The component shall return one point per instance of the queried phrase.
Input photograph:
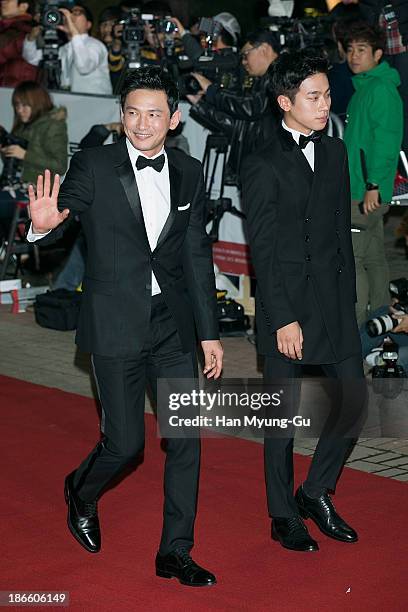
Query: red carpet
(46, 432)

= = = = = = =

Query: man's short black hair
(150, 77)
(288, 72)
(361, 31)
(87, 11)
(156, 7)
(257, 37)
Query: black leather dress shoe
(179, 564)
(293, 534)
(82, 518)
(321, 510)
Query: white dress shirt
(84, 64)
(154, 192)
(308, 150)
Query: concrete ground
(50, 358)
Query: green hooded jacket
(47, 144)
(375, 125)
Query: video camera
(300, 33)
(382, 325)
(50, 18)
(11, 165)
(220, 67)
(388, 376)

= = = = = = =

Stated task: Pick out and copy each line in the items that contains the string "dress".

Reply to the exercise:
Query: black leather dress shoe
Query: white dress shirt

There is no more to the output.